Task objective: Where a line below holds the string "terracotta", that line goes into the answer.

::::

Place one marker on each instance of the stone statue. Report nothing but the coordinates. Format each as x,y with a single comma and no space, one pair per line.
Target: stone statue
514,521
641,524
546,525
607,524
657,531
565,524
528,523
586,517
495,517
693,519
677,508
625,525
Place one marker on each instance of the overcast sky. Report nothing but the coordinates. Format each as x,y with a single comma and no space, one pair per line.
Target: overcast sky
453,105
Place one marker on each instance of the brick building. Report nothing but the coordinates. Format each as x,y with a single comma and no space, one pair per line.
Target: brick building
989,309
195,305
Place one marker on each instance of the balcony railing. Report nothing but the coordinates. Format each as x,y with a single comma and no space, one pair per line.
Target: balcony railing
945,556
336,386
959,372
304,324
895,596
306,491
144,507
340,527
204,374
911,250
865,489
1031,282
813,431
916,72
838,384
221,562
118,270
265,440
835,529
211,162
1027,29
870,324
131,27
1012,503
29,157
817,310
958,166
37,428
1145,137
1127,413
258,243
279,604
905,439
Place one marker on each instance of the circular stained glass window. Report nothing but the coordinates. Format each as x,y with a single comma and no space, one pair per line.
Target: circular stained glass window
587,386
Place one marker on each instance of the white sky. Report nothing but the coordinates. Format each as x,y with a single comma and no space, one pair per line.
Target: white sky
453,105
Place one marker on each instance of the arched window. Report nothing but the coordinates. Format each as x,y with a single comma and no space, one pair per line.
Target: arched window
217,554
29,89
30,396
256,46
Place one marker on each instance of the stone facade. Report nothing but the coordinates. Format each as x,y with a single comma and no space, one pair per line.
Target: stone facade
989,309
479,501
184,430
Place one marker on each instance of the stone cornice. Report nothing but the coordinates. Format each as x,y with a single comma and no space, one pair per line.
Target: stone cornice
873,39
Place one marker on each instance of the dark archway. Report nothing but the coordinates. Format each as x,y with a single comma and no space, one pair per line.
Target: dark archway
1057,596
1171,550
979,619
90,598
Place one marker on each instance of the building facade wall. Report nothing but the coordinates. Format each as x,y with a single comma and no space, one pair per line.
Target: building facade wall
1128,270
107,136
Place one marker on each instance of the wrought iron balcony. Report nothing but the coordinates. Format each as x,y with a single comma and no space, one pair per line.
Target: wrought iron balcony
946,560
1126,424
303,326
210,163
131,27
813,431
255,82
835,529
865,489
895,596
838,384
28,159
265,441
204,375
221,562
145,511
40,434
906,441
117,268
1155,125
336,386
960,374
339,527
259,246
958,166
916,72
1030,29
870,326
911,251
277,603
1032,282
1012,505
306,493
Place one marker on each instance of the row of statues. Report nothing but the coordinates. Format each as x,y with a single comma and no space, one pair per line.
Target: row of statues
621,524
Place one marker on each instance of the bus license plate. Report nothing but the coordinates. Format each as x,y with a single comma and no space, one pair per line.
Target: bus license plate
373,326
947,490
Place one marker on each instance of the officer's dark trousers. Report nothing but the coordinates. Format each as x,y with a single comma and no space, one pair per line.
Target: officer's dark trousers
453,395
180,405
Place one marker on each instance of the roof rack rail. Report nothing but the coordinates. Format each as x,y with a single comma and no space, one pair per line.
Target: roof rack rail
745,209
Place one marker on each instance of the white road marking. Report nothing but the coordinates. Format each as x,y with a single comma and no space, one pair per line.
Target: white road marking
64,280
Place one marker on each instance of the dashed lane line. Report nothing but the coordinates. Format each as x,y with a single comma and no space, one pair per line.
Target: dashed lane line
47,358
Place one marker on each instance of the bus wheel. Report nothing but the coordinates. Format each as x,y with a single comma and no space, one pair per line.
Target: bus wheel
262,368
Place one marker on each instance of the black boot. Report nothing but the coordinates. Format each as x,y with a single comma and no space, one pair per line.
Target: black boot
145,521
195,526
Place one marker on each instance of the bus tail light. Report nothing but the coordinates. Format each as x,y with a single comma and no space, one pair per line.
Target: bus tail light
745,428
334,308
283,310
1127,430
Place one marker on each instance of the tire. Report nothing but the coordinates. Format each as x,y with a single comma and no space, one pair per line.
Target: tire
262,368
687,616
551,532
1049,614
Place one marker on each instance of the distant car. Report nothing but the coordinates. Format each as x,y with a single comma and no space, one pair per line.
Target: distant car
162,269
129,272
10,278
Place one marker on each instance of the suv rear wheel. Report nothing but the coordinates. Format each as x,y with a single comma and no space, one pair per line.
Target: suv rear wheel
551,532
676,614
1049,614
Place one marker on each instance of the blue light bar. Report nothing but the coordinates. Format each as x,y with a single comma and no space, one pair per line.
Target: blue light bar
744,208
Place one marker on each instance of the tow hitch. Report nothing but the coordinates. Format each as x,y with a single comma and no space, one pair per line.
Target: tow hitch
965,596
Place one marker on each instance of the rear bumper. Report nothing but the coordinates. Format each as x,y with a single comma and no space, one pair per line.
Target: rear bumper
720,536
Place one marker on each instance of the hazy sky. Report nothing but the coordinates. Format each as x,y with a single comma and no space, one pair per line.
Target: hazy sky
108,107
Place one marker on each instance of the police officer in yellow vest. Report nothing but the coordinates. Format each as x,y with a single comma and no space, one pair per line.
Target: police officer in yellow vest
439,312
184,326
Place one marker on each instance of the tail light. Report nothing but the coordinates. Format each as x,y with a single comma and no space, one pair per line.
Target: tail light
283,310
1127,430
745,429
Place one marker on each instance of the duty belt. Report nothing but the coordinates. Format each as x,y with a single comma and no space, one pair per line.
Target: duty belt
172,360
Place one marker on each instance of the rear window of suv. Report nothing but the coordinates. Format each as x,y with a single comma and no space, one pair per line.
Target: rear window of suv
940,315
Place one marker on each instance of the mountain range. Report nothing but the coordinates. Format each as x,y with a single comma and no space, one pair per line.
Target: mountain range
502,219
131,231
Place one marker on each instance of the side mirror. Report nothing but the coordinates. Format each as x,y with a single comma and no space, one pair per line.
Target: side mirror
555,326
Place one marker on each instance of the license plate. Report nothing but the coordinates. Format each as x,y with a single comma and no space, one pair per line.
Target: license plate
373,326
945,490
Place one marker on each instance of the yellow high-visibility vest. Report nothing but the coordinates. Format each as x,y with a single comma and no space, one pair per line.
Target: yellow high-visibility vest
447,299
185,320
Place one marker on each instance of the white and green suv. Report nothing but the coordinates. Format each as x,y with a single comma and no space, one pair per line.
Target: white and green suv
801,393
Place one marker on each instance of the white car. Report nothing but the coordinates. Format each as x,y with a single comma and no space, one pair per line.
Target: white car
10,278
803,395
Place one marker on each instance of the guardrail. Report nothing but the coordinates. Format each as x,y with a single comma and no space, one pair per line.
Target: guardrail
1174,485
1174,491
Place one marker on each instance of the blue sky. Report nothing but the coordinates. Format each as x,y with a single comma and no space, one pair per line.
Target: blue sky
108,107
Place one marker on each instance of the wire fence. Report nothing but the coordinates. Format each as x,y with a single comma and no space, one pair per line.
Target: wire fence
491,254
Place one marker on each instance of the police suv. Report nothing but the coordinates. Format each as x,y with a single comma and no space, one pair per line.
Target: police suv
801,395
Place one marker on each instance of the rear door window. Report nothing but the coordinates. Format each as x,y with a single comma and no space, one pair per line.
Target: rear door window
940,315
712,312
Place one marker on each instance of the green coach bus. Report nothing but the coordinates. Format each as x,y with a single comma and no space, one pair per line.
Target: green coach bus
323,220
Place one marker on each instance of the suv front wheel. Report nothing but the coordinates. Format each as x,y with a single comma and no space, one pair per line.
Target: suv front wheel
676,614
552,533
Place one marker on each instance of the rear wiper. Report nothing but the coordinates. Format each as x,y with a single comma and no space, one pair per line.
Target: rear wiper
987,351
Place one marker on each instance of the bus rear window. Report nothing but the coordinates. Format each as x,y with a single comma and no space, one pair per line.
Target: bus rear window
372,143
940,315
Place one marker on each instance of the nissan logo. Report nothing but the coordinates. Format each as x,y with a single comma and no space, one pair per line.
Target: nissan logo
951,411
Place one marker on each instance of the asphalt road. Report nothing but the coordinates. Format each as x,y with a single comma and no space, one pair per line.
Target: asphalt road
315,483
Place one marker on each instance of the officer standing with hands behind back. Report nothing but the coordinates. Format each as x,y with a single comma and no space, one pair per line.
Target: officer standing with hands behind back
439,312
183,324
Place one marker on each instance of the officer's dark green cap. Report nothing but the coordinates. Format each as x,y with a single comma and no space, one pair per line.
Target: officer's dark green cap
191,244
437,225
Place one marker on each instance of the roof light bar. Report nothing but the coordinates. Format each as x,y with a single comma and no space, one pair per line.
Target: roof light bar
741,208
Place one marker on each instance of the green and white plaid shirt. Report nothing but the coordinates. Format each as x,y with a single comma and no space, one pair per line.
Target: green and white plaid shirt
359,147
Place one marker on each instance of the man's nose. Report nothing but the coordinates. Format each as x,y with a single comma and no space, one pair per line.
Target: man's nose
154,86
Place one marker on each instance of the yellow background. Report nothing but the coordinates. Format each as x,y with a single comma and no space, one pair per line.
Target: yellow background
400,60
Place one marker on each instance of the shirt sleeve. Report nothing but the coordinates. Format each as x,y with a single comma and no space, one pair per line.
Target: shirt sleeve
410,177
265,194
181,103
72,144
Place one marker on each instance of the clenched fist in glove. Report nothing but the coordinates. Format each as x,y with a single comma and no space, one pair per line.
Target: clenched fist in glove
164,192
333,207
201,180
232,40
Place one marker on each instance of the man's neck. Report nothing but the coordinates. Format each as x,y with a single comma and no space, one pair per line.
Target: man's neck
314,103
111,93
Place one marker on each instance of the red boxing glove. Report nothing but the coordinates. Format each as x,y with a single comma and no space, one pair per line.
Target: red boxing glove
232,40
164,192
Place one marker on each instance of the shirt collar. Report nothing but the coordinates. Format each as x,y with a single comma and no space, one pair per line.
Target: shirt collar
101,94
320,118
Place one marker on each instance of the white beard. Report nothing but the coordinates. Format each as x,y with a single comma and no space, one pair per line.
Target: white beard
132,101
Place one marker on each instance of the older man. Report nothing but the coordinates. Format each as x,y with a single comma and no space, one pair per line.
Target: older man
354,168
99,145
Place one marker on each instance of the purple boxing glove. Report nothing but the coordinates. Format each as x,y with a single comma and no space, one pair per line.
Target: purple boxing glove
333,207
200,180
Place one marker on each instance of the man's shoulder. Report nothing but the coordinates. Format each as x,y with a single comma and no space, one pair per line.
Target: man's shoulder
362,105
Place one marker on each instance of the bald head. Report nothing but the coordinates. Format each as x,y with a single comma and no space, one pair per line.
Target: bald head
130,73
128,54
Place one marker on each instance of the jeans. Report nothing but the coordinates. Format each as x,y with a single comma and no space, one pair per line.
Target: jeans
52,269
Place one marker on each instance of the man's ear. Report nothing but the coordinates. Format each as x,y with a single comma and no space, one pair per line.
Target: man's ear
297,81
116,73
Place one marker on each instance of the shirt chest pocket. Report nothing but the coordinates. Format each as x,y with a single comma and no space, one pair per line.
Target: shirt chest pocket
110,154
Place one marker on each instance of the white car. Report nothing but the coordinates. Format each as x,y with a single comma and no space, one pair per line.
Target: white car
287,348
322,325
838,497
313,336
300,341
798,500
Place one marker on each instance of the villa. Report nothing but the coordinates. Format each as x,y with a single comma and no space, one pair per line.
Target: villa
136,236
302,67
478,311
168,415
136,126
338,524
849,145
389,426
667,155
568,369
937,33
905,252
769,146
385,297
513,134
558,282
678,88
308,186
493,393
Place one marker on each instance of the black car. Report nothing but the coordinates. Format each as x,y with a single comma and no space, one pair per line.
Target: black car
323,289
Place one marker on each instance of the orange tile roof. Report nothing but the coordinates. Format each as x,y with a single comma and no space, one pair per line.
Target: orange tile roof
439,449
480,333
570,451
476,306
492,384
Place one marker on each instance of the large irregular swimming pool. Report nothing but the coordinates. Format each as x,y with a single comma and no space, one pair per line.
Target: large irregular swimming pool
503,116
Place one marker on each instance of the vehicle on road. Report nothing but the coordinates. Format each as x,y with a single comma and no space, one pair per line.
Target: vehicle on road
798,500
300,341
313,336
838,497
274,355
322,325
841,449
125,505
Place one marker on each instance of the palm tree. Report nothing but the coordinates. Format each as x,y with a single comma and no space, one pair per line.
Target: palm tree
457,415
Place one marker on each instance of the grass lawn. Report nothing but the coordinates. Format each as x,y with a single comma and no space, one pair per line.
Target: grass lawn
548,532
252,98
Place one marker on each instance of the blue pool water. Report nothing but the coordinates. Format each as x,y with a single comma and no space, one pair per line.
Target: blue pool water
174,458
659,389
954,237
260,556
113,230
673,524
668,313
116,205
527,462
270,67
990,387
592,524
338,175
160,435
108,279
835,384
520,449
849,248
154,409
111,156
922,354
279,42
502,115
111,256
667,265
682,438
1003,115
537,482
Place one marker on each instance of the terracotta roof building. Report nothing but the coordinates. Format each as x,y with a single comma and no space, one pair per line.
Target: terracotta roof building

::::

Output of the task:
Place one marker on each instance of the terracotta roof building. Report nothing but the coordinates. Format each as x,y with a single comma and no space, one pair per line.
Target: terracotta roof building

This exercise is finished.